## DATASET EXTRACT

=======

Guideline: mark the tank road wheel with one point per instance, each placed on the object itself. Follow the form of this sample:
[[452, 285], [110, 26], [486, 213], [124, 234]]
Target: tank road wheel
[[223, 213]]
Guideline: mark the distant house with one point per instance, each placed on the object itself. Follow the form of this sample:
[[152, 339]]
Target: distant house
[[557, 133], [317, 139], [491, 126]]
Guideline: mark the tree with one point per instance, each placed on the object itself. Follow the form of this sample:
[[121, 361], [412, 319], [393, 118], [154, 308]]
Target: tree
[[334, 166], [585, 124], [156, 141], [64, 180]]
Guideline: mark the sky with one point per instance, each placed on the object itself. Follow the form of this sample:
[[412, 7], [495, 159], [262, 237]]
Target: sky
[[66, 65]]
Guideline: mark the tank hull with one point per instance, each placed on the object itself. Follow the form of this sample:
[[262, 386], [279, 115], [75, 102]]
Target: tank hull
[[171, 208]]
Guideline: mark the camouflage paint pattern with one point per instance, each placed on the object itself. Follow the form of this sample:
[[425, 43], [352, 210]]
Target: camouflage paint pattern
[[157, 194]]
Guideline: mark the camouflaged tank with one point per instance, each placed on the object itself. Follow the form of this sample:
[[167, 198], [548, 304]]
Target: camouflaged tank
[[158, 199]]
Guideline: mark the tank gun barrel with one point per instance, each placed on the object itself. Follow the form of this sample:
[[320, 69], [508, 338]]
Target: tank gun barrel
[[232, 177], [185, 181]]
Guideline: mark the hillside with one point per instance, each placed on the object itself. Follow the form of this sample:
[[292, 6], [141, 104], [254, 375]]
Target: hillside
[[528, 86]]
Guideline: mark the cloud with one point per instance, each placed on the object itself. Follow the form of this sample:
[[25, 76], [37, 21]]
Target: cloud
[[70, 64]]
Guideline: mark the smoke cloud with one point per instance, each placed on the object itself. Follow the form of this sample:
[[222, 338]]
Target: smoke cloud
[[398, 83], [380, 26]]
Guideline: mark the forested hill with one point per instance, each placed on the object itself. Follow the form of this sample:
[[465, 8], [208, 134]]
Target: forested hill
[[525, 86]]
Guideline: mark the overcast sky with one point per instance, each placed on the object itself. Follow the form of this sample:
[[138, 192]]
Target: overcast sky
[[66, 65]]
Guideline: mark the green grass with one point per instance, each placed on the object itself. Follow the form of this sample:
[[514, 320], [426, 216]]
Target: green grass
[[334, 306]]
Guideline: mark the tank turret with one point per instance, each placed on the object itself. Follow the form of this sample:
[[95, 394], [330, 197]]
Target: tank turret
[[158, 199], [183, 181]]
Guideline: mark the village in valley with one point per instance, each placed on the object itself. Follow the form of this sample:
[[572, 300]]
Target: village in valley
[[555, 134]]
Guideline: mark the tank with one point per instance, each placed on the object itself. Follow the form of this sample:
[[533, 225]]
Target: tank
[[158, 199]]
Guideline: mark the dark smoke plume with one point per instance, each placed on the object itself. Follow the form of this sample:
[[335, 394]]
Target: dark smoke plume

=======

## EXERCISE BRIEF
Copy the rows above word for word.

## SOLUTION
Guideline: mark the tank road wheel with one point per instance, each placed on the object itself. Follow the form of this sample:
[[452, 285], [110, 26], [486, 213], [124, 234]]
Target: tank road wheel
[[223, 213]]
Guideline: mark the distant house with one point per instance, each placed on the object itself. Follow the form of this sample:
[[152, 339]]
Target: distant house
[[557, 133], [317, 139], [491, 126]]
Guideline: mark the tree with one point per instance, each placed on the object itself. Follow the form of this sample:
[[121, 361], [412, 319], [393, 118], [154, 308]]
Target: tree
[[334, 166], [585, 124], [156, 141], [64, 180]]
Guideline: mark the sky with one point per instance, each placed on the object itself. Follow the form of this sample:
[[412, 7], [495, 159], [262, 237]]
Target: sky
[[66, 65]]
Guideline: mark the tank hull with one point per instance, each placed on the object itself. Follow the form of this sample:
[[262, 386], [279, 115], [75, 102]]
Target: tank hull
[[171, 208]]
Guideline: mark the camouflage paint pattern with one point per instance, each placed on the object itself. Follow the form of this sample:
[[425, 43], [352, 210]]
Target: camouflage paint pattern
[[157, 194]]
Guideline: mark the camouflaged tank with one point per instance, each placed on the object itself. Follow the form of this sample:
[[167, 198], [548, 304]]
Target: camouflaged tank
[[158, 199]]
Guideline: mark the tank gun barrel with one point per instance, each placed on the object itself. Follow the form of this sample:
[[320, 69], [508, 338]]
Target: tank gun barrel
[[232, 177], [185, 181]]
Guideline: mark the hillside with one point per instance, each placed on the object itself. Follow the form of this sample:
[[292, 6], [141, 104], [254, 375]]
Target: hillside
[[528, 86]]
Guideline: mark the cloud with one point per instance, each placed on the object itself. Follow the form of this sample:
[[25, 76], [37, 21]]
Target: cloud
[[70, 64]]
Guideline: mark the smoke cloud with one point per instance, each placed on the object itself. Follow the form of this sample:
[[222, 338]]
Target: smoke cloud
[[398, 83], [380, 26]]
Guideline: mark the forested hill with one point per instance, each placed on the object itself. Follow the form of this sample:
[[465, 8], [208, 134]]
Target: forested hill
[[525, 86]]
Guideline: mark the overcast sky with one point per instance, each placed on the object itself. Follow the form of this sample:
[[138, 192]]
Target: overcast sky
[[66, 65]]
Guideline: mark the green grass with one point per instance, each placed on the object itself. Follow the form of this sample:
[[514, 320], [426, 216]]
Target: green grass
[[334, 306]]
Guideline: mark the tank turret with one point per instance, each placed on the object itself. Follow the form of this sample:
[[95, 394], [330, 197]]
Target: tank turret
[[158, 199], [183, 181]]
Guideline: mark the village in valley with one point per instance, each placed on the object itself. Follow the form of this sample:
[[572, 300]]
Target: village in valley
[[555, 134]]
Guideline: mark the tank with one point per instance, each placed on the object itself. Follow the form of this sample:
[[533, 225]]
Target: tank
[[158, 199]]
Guideline: mark the dark smoke plume with one point per instance, each placed on the object itself. Follow the form of this sample:
[[335, 394]]
Target: dark smoke plume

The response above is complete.